___ Records for the exercise ___
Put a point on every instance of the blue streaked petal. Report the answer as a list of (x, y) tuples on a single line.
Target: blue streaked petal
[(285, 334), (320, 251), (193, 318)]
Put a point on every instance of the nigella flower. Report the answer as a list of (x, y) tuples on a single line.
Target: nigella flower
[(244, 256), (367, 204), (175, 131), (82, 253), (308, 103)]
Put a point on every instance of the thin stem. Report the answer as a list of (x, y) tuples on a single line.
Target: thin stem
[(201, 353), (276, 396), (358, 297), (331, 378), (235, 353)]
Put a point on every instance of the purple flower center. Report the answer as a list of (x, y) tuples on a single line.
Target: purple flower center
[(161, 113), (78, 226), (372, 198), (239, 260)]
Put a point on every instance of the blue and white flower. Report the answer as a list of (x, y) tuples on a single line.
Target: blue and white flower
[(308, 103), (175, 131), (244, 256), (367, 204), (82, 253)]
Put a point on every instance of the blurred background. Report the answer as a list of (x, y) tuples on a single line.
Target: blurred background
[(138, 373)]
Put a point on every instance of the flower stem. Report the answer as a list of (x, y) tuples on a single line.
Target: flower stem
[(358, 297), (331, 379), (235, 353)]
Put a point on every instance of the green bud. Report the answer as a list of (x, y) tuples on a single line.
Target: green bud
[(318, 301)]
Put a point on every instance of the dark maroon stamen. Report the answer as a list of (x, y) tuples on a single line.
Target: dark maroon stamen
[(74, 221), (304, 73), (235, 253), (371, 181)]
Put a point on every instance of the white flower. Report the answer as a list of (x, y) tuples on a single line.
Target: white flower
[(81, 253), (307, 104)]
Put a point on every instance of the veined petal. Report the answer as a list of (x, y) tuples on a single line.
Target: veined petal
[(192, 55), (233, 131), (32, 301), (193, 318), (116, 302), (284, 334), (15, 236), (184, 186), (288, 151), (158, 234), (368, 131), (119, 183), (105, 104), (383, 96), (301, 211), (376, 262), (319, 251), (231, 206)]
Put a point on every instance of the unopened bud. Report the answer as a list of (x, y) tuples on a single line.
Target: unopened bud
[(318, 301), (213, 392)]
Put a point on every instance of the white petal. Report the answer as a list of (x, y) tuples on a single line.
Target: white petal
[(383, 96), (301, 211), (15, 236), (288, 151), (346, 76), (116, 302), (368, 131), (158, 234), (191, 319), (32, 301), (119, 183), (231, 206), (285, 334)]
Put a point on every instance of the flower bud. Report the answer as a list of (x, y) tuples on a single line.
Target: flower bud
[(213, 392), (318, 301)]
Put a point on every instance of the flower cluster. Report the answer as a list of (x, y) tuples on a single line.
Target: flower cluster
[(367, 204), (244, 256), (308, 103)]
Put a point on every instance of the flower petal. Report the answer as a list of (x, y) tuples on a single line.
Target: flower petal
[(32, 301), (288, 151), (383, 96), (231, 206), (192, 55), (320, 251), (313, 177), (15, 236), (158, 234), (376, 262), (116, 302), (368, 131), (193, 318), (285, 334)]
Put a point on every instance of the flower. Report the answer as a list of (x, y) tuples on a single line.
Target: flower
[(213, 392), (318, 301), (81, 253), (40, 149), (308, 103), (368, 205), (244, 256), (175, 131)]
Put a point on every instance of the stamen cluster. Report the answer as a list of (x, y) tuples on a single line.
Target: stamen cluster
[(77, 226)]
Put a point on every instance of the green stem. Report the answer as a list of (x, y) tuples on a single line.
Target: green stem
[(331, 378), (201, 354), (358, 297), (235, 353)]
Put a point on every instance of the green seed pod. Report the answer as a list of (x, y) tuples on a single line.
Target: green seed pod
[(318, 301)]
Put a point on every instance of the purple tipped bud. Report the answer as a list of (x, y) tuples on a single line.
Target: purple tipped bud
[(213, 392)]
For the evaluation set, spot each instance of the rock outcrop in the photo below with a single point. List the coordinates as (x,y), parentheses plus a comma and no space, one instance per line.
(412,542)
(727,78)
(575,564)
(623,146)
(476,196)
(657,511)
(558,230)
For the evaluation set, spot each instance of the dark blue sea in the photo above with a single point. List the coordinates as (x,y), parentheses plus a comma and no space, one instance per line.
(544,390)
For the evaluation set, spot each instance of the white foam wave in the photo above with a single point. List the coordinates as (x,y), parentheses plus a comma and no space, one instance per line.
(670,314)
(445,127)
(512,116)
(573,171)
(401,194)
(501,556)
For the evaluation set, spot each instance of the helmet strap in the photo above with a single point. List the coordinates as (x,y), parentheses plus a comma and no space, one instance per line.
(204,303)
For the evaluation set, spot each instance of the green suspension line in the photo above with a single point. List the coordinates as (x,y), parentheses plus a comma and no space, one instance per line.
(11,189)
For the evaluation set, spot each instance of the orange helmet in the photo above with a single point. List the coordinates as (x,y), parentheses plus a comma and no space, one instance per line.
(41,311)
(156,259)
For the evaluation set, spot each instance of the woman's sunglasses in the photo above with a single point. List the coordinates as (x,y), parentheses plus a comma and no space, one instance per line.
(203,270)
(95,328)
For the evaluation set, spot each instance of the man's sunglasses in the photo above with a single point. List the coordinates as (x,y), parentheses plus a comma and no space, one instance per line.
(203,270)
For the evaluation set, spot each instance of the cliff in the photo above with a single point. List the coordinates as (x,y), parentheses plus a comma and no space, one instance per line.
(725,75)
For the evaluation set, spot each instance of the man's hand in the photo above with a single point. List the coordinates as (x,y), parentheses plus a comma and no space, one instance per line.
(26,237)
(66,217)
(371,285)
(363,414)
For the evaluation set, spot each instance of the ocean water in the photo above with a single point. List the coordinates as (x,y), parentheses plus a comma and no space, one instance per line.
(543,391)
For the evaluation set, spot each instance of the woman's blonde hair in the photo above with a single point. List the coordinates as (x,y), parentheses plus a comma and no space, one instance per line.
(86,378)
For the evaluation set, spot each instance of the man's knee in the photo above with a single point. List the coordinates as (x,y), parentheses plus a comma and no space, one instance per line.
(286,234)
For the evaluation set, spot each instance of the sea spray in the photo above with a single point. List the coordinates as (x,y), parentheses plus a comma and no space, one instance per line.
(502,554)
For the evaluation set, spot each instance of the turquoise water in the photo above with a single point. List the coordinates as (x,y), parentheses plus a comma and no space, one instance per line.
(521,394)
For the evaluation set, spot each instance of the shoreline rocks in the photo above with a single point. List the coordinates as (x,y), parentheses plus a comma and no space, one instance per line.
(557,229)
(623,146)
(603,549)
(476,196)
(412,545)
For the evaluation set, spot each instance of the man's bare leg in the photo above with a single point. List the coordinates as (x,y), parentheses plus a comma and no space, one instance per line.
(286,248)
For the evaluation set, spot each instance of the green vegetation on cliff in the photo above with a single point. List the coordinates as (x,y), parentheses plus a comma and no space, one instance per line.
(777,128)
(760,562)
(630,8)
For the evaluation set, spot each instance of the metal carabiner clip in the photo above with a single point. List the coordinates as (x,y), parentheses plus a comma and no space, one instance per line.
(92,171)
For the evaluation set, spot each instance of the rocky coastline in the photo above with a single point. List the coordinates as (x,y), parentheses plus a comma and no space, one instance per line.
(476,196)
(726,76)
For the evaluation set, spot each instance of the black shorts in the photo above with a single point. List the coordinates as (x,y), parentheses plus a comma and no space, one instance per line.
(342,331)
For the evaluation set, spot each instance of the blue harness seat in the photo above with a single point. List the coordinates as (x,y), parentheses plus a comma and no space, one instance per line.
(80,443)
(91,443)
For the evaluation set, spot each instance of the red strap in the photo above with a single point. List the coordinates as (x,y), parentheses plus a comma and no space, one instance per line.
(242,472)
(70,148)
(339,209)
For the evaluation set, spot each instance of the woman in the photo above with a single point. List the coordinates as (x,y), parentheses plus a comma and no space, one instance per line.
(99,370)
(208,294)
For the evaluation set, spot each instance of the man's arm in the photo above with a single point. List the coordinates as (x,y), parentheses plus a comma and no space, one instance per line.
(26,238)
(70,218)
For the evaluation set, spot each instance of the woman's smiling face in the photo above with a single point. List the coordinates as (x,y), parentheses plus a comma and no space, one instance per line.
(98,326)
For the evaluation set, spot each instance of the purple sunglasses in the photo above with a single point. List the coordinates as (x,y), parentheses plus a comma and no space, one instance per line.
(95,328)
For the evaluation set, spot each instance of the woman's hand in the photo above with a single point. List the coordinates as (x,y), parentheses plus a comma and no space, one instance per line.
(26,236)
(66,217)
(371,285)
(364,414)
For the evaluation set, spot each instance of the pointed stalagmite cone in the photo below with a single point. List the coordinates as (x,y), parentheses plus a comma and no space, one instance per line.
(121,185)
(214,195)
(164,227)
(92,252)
___
### [Exercise brief]
Reproduce word for word every line of the rows, beginning with the line that contains "the woman's smiling" and continuing through the final line of the rows.

### [Complete response]
For the evaluation set, spot each instance of the woman's smiling face in the photo above with a single point. List the coordinates as (x,y), parentheses plus a comma and no space, one instance per line.
(98,326)
For the evaluation set, spot each instance of the purple sunglasses in the photo above with a single point. List the coordinates as (x,y), parentheses plus a comma and no space, one instance per line.
(95,328)
For the evaluation set, spot each instance of the woman's hand in the photo above with a single point. List the coordinates as (x,y), parentheses plus a comma and no space, one instance per line.
(26,236)
(66,217)
(371,285)
(364,414)
For the evaluation set, spot each instance of the pointed stalagmite cone in the photo below with a single point. List the coordinates as (x,y), parentheses plus a comma and no space, one instance per line.
(121,185)
(214,195)
(164,227)
(92,252)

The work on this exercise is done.